[Work task A]:
Answer these questions from the reflection on grief and Romans 15:
(i) Which Bible passage is quoted at the opening?
(ii) For how many minutes did Bob stay underwater?
(iii) What word does the writer use for their inner state during those days?
[Work task B]: Extend the reflection on grief and Romans 15, starting right after its last sentence.

[Page excerpt]:
----

“We who are strong ought to bear with the failings of the weak, and not to please ourselves. Each of us should please his neighbor for his good, to build him up, for even Christ did not please himself. But as it is written that the insults of those who insult you have fallen on me. For everything that was written in the past, that scripture was written to teach us, so that through endurance and the encouragement of the scriptures we might have hope.” (Romans 15:1-4)
“Dad, there’s been a terrible accident. Bob is in critical condition.” Bob? So, full of life, reaching his prime as a very successful photojournalist. Bob, my buddy, my son, open, loving, generous. Bob had just told me three days before, that God had spoken to him and it was time for him to set sail for God. On a routine underwater photo assignment Bob had run out of oxygen, become disoriented and stayed underwater for 10 minutes.
“Bob is with Jesus.” I think the word to describe my Inner state during those days was numb. Solomon said only the person involved can know his own bitterness or joy. No one else can really share it. Each must find his own way. In my case, I realized on reflection there were great therapies at work. One was the love of family and friends, and the other was the comfort of Scripture.
The passage along this line is our verse for today in Romans 15. Here is an underlying principle that requires reaching out to brothers who are weak in faith, and furthermore, perhaps an underlying principle that describes the Christian response to one. There may be weakness for whatever reason, and so I find here this beautiful unity of the Spirit. God gives endurance and encouragement to those who need it, to those who are down and needing courage, through a spirit of unity. Well, we had this love expressed in food and flowers, telephone calls, visits, letters, hundreds of letters. This was a healing balm. There’s a unity of the family.
I had all varieties of expression, I’m sure, from those who felt I should be grief free and filled with joy and the strength of the Lord, to those who said they understood well because it was similar loss, to those who said nothing but stood by in silent grief. None seemed inappropriate to me. All were trying to say, “I love you. I care.” How can that be inappropriate? And love assuages the grief. It’s the unity of the body. My suffering was public.

----

[Data shown]:
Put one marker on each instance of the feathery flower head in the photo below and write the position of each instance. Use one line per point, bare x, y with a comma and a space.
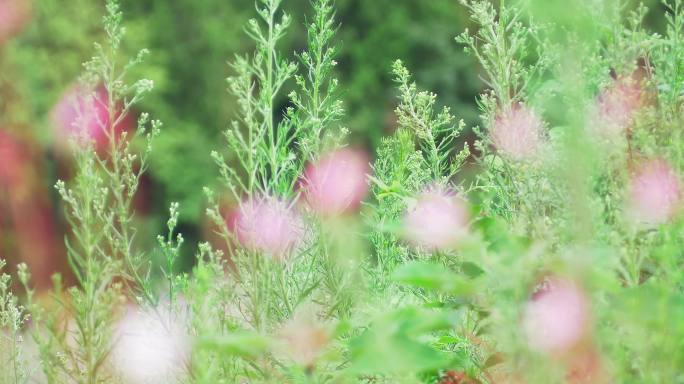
654, 193
266, 225
615, 109
337, 183
437, 221
78, 113
557, 316
517, 133
150, 348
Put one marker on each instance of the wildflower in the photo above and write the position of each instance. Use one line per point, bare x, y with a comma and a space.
517, 133
655, 193
337, 183
615, 109
266, 225
150, 348
556, 318
304, 337
14, 14
14, 160
82, 115
437, 221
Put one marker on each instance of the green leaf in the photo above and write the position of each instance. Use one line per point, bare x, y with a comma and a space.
395, 343
243, 344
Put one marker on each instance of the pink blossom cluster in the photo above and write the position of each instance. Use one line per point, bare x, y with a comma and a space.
333, 186
438, 221
654, 193
557, 316
615, 109
517, 133
80, 113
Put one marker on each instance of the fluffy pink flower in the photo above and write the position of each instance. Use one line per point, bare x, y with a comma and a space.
14, 14
517, 133
150, 348
304, 337
337, 183
655, 193
615, 108
437, 221
78, 113
557, 317
266, 225
14, 160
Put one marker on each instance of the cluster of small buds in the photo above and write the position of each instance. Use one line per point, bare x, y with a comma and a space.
654, 193
83, 114
517, 133
437, 221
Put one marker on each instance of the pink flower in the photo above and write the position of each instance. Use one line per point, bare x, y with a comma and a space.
437, 221
337, 183
655, 193
517, 133
150, 347
304, 337
556, 318
14, 14
615, 108
266, 225
14, 160
77, 114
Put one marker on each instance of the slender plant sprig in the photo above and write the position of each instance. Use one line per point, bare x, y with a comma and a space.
317, 105
436, 131
98, 208
503, 45
668, 58
260, 144
170, 247
123, 166
13, 317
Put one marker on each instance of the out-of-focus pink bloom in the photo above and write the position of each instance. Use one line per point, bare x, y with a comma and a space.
150, 348
655, 193
14, 160
266, 225
556, 318
304, 337
517, 133
26, 210
615, 109
437, 221
81, 113
14, 14
337, 183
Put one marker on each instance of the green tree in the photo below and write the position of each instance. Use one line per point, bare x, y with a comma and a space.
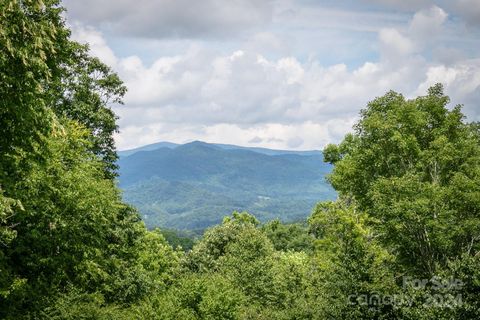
414, 166
353, 272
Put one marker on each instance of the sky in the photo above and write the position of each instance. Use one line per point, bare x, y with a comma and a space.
281, 74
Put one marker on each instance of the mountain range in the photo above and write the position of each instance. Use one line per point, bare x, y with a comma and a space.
194, 185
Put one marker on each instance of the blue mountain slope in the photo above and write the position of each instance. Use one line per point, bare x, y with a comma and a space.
194, 185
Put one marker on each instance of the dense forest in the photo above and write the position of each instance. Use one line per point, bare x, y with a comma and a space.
401, 242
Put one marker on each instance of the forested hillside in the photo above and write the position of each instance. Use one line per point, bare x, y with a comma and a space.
401, 242
192, 186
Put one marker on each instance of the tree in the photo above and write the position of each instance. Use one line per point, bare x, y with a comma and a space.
353, 272
414, 166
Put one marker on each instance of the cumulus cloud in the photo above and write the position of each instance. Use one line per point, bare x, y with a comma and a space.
243, 97
167, 19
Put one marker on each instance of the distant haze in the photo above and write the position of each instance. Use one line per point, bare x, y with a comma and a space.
193, 186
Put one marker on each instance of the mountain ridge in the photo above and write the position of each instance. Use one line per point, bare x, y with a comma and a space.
194, 185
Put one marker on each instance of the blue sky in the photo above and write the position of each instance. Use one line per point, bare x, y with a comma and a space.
275, 73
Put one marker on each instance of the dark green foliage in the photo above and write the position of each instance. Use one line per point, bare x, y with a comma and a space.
408, 178
180, 239
289, 237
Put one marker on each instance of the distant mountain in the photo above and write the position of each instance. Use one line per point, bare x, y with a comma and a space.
194, 185
148, 147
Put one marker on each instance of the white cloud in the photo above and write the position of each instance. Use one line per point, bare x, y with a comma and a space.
170, 19
240, 96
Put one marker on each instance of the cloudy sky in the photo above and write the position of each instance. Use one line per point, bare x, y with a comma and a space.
275, 73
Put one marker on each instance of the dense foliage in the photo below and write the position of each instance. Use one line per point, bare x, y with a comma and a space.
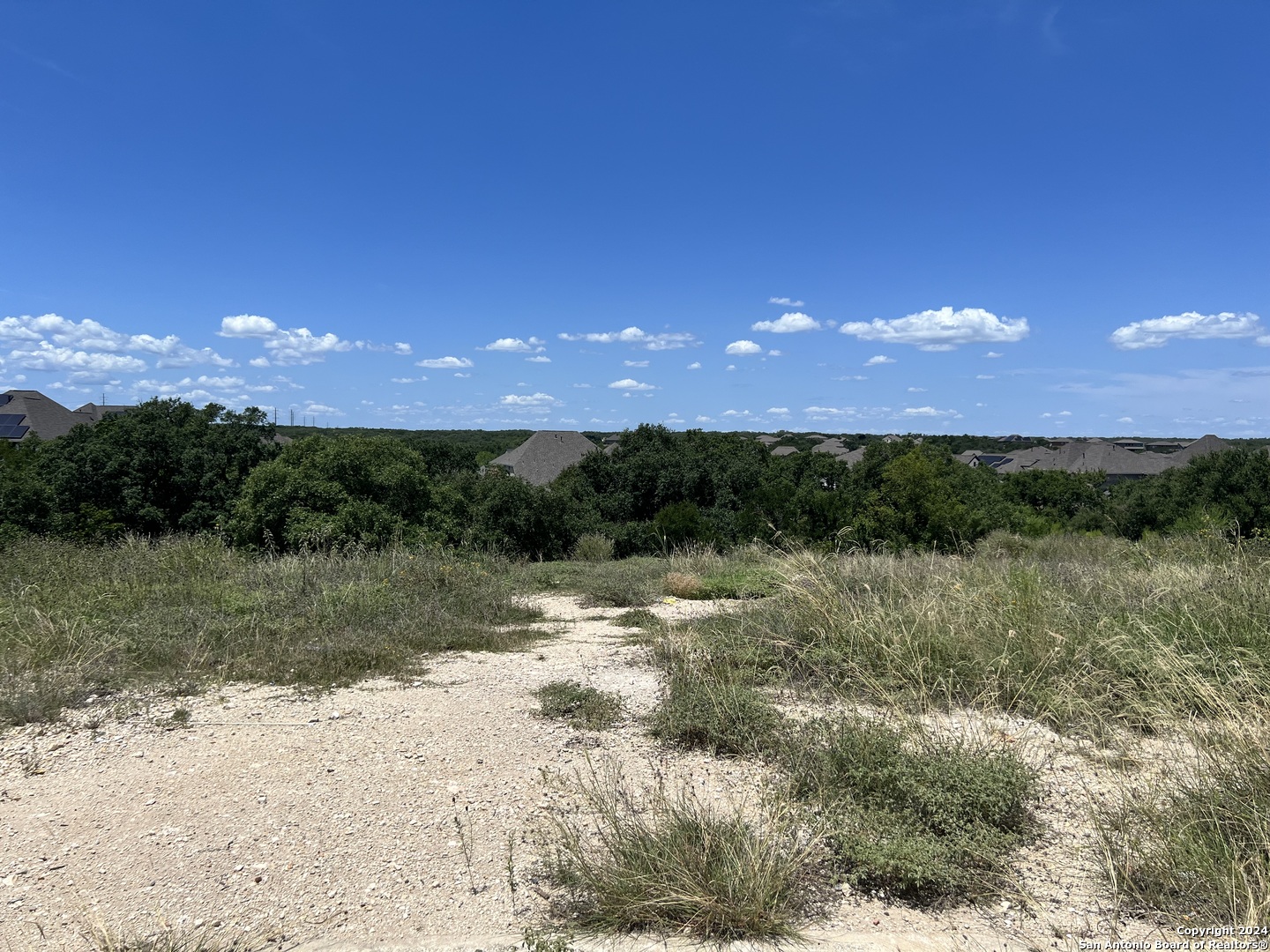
169, 467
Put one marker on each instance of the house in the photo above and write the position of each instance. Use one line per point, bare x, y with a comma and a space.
26, 412
545, 455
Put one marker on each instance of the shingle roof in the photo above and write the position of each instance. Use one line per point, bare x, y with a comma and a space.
42, 414
545, 455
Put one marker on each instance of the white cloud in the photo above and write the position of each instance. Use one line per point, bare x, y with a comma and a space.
514, 346
530, 400
248, 325
944, 329
398, 348
790, 323
439, 363
637, 338
1188, 326
86, 365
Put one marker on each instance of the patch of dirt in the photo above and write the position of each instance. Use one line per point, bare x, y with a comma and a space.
406, 813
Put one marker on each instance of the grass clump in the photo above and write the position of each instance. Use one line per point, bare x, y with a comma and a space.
914, 818
580, 706
183, 612
1195, 842
664, 861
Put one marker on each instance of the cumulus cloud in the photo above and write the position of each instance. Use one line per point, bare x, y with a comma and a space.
1188, 326
635, 338
514, 346
530, 400
248, 325
290, 346
944, 329
88, 335
439, 363
84, 365
788, 324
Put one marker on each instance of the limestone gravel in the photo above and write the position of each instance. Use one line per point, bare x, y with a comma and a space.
404, 813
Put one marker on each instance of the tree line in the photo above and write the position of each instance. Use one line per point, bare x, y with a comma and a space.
170, 467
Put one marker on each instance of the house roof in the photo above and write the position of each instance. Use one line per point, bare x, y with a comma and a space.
545, 455
41, 415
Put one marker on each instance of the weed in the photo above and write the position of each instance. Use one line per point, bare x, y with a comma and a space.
579, 704
915, 818
182, 611
663, 861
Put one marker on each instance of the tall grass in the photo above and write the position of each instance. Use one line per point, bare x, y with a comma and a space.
176, 612
663, 859
1067, 629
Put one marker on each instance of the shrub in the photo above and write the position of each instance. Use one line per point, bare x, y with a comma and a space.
594, 547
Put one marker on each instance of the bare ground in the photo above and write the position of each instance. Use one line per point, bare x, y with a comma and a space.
401, 814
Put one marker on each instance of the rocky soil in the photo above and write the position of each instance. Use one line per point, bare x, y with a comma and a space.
410, 814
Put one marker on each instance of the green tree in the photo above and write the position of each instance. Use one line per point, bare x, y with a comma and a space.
165, 466
326, 493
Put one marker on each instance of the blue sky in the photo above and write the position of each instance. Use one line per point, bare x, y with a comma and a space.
982, 216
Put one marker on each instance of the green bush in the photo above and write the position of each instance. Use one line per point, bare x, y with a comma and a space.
580, 706
915, 818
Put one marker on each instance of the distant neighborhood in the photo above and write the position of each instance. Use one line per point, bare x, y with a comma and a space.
548, 453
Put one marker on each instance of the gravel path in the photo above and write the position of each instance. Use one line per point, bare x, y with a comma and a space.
380, 814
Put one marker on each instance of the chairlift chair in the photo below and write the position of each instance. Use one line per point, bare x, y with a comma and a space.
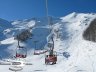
51, 58
21, 52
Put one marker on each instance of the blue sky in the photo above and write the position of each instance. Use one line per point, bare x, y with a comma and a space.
22, 9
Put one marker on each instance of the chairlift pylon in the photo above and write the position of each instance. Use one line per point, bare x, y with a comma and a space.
21, 52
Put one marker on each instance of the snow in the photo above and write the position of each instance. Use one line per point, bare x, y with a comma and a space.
8, 41
71, 27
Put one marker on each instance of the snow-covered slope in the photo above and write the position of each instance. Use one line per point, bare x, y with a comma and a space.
68, 39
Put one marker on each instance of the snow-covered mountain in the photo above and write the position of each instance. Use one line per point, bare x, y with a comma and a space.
68, 38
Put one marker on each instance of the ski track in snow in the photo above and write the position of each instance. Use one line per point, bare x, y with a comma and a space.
82, 53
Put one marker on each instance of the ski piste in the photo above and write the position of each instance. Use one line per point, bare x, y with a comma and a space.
56, 45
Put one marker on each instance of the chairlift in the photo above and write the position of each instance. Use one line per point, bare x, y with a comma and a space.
51, 57
21, 52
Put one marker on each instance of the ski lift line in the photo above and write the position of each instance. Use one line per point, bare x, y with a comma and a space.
47, 11
47, 15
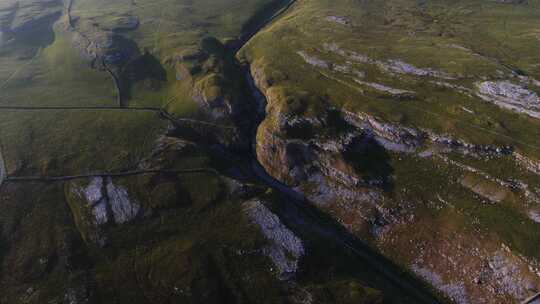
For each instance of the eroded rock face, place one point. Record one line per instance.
(98, 204)
(318, 167)
(284, 248)
(123, 209)
(510, 96)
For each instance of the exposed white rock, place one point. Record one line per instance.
(454, 290)
(401, 67)
(535, 216)
(510, 96)
(285, 248)
(2, 169)
(385, 89)
(392, 66)
(101, 215)
(92, 192)
(313, 60)
(338, 19)
(124, 210)
(508, 275)
(96, 200)
(113, 198)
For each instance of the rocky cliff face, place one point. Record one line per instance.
(325, 168)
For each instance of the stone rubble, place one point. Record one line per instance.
(284, 248)
(508, 95)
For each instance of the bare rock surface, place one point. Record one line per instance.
(510, 96)
(284, 248)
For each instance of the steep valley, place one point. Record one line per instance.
(269, 151)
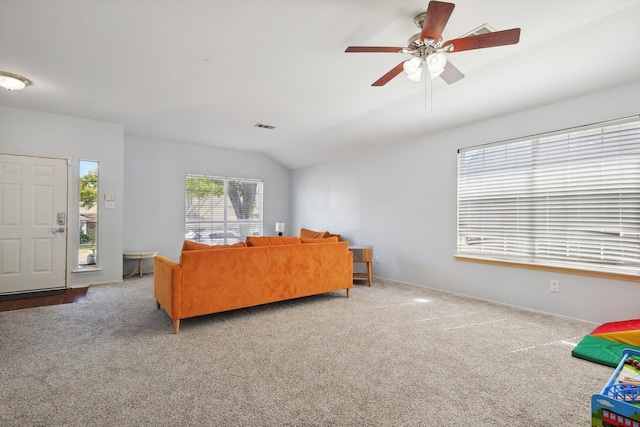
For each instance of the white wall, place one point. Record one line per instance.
(402, 200)
(43, 134)
(155, 173)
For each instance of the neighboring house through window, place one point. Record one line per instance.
(220, 210)
(88, 197)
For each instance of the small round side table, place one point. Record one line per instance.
(140, 256)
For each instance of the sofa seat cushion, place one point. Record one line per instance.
(254, 241)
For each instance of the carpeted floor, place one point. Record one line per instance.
(391, 355)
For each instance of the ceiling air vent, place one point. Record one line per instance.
(482, 29)
(263, 126)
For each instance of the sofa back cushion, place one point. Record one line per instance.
(331, 239)
(253, 241)
(188, 245)
(305, 233)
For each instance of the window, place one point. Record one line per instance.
(88, 197)
(569, 199)
(222, 210)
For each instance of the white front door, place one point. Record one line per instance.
(33, 223)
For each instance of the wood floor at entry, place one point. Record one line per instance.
(62, 297)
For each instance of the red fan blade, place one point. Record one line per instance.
(391, 74)
(451, 74)
(438, 14)
(499, 38)
(367, 49)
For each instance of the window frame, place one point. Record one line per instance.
(629, 272)
(226, 228)
(82, 257)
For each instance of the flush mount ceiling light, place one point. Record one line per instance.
(11, 81)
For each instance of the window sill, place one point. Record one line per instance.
(556, 269)
(85, 269)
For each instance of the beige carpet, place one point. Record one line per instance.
(391, 355)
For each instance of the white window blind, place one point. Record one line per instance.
(221, 210)
(564, 199)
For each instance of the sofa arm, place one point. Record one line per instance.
(167, 287)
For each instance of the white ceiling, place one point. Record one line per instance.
(206, 72)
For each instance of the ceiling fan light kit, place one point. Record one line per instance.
(428, 48)
(11, 81)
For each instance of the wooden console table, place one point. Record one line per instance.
(363, 254)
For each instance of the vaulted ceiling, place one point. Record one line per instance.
(207, 72)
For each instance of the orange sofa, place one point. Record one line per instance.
(212, 279)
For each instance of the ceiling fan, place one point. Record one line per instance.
(427, 47)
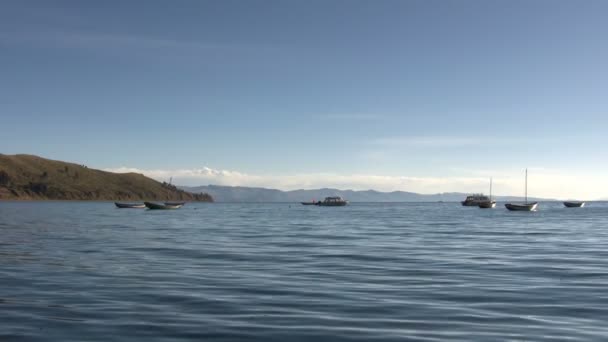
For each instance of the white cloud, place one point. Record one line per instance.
(541, 182)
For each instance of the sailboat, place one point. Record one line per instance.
(489, 204)
(523, 206)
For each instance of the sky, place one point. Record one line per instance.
(426, 96)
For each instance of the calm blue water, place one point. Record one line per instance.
(82, 271)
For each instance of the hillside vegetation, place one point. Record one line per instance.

----

[Exercise response A]:
(i) Romans 15:1-4
(ii) 10 minutes
(iii) Numb

[Exercise response B]:
But as the weeks wore on, I became aware of a great comfort that was at work, the comfort of the scriptures. You see that in verse 4, “through endurance and the comfort of the scriptures we might have hope.” There’s something in Scripture that brings hope in the most hopeless situation. Well, my problem was that at the time of Bob death, my daily Bible reading was in Numbers and Deuteronomy, and there’s not much comfort there. But I didn’t change or go on a search mission for more appropriate texts. It gradually dawned on me. That the true comfort of the scripture was in what it had taught me across the years about God, and heaven, and life, and death. By the molding of my mind and directing my thoughts, I had come to see things from God’s perspective. So that when the bombs began to fall. We are already safe in the shelter of his truth. There’s something basic about just routinely getting all of this into our head. It’s sort of like learning the multiplication table. It’s not fun. You don’t see any immediate application in life. It’s pretty much a grinding. You wouldn’t do it if the teacher didn’t make you do it. But it’s sort of undergirds the rest of your life. You find that the comfort of the Scripture comes, and we have the knowledge of God through the Word of God.
Well, the comfort of the Scripture gives hope. Hope for heaven. The void and the sense of loss is there. But a great discovery is the comfort of the Scripture, and the unity of the family – the body of Christ. And you see it was given to give hope. Remember the former things. So it’s not wrong for us to remember and to recount the former things about those we have lost, but the text in Isaiah says “remember the former things, those of long ago, I am God and there is no other. I will do all that I please. My purpose will stand. I’m not like these idols. I’m not like these gods of the nations. I am the God of truth. And I will do all that I purpose.” Remember, “I am the God, not the one that you have to carry and protect and explain.” No, no, no. It’s the other way around, he says, “even to your old age in gray hairs. I am He. I am He who will sustain you. I have made you, and I will carry you. I will sustain you and I will rescue you, because I am God.” Remember this.